DATA TO PROCESS:
↓↓↓
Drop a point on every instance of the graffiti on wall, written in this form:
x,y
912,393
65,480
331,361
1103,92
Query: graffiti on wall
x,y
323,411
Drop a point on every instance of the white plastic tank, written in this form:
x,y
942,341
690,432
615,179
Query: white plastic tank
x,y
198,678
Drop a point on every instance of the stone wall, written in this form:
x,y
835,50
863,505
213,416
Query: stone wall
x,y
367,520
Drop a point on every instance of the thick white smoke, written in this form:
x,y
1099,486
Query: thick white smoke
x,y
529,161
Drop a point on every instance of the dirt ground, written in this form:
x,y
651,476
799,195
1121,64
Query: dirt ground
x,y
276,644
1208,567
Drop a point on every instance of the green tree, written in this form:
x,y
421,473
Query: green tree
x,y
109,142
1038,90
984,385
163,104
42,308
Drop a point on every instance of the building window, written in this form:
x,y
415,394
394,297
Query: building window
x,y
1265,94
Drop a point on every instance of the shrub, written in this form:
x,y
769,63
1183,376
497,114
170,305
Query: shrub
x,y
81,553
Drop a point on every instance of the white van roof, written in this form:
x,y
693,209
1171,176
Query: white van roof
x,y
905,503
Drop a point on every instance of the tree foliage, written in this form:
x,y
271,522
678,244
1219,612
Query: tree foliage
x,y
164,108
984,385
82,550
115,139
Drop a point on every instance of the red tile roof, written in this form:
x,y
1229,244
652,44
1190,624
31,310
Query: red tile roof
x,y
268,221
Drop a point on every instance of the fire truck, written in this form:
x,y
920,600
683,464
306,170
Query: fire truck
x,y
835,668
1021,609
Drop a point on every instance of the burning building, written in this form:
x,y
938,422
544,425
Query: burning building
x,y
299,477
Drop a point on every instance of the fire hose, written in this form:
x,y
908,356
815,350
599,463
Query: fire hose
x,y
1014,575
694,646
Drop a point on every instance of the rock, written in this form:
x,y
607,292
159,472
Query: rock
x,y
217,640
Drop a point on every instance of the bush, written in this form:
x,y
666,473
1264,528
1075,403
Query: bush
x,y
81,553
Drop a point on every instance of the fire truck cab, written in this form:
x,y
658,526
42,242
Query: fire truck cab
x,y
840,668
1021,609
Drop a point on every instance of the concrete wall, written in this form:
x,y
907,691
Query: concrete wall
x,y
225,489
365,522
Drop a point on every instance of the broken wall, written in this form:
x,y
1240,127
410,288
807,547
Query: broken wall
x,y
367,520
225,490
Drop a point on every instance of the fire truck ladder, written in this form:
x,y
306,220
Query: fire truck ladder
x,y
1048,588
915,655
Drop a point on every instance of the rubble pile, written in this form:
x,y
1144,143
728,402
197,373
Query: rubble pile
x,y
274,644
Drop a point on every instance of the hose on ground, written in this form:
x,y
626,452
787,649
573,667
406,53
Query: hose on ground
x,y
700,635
↑↑↑
CHALLENGE:
Scale the data from the line that contains "Drop a point on every instance of the rubble" through the end of the data, both ends included, and write out only those lines again, requests and all. Multiply each coordinate in the answers by 2.4 and round to the nearest whole number, rounding halves up.

PROBLEM SOLUTION:
Drop a point on every instance of the rubble pile, written in this form:
x,y
1144,143
728,402
197,373
Query: rubble pile
x,y
658,1546
Drop a point on every instance of the hose on ground, written in this form:
x,y
626,452
787,649
573,667
406,53
Query: hose on ground
x,y
1680,1524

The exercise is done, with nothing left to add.